- Excerpt provided

# # #

ClassTag Connect / Mar 06, 2021

Three Action Steps To Support Family Involvement In Education

Family involvement plan

If you could gas up your car with a blend that doubled your mileage, would you fill the tank? 

If your network could run at the speed of light for no extra cost—would you log on? 

What if your schools could close achievement gaps and increase family involvement without spending a dime—would you want to learn more? 

Magic gas and light-speed wifi may be a dream, but raising achievement and involving families is a realistic opportunity for every committed district leader (if they know how to do it properly).  

If you’re ready to apply three action steps to gain the benefits of meaningful family involvement—read on!

Step One: Build Family involvement As A Relationship Life Cycle

Meaningful relationships are not static. They don’t emerge and stabilize into predictable stagnation. Instead, great relationships have a life cycle. They form, extend and deepen as partners grow and mature together. Districts who value meaningful family involvement have a strategy for every stage of the relationship. 

  • New Families: Offer targeted events, personalized attention, and family to family mentoring.
  • Returning Families: Deepen relationships with opportunities for learning and service that connect veteran parents with teachers and other educators.
  • Lead Families: Capitalize on mature partnerships by recruiting select family partners into leadership and mentoring roles.
  • Legacy Families: Create recognition events to honor the mutual benefits of long-standing parent involvement when key families move on.

# # #

- Problems to solve
[A] In the family involvement article, why should districts have a strategy for every stage of their relationship with families?
[B] Rewrite the family involvement article starting at "Family involvement plan" and ending at "you log on?", and swap "car" for "truck".
[C] Answer these questions about the family involvement article.
(i) What are new families offered?
(ii) What do districts create for legacy families when key families move on?
(iii) What is Step One called?

- Listed entries
# # #

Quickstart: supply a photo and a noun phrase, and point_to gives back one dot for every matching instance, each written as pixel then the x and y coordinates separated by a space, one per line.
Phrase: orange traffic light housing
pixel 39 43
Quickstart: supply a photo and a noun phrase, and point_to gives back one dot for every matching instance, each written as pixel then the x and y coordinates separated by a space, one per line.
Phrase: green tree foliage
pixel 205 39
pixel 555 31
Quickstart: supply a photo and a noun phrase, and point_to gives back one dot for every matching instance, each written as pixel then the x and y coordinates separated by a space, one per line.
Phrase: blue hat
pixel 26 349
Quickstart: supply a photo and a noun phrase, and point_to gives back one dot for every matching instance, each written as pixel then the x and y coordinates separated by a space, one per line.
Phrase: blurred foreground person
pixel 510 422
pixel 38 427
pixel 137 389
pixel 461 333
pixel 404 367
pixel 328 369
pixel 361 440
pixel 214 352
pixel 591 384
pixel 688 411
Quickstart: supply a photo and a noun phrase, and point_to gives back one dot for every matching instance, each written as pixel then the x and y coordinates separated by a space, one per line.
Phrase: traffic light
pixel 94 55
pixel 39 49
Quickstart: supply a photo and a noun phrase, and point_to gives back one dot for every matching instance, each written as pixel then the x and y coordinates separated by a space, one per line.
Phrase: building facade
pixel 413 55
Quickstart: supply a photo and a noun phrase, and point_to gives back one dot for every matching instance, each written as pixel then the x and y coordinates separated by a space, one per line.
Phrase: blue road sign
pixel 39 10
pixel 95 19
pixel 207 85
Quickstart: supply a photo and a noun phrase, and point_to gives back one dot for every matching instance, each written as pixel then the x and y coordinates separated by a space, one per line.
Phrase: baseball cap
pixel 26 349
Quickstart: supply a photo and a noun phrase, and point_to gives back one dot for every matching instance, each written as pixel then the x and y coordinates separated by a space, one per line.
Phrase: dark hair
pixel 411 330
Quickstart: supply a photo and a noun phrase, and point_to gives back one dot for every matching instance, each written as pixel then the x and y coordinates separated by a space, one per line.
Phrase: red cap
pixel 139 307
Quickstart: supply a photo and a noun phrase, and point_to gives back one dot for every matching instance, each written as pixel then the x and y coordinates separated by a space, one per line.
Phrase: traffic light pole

# # #

- Set of answers
[A] Meaningful relationships are not static. They have a life cycle, forming, extending and deepening as partners grow and mature together, so each stage needs its own approach.

[B]
Family involvement plan

If you could gas up your truck with a blend that doubled your mileage, would you fill the tank? 

If your network could run at the speed of light for no extra cost—would you log on?

[C]
(i) Targeted events, personalized attention, and family to family mentoring.
(ii) Recognition events that honor the mutual benefits of long-standing parent involvement.
(iii) Build Family involvement As A Relationship Life Cycle.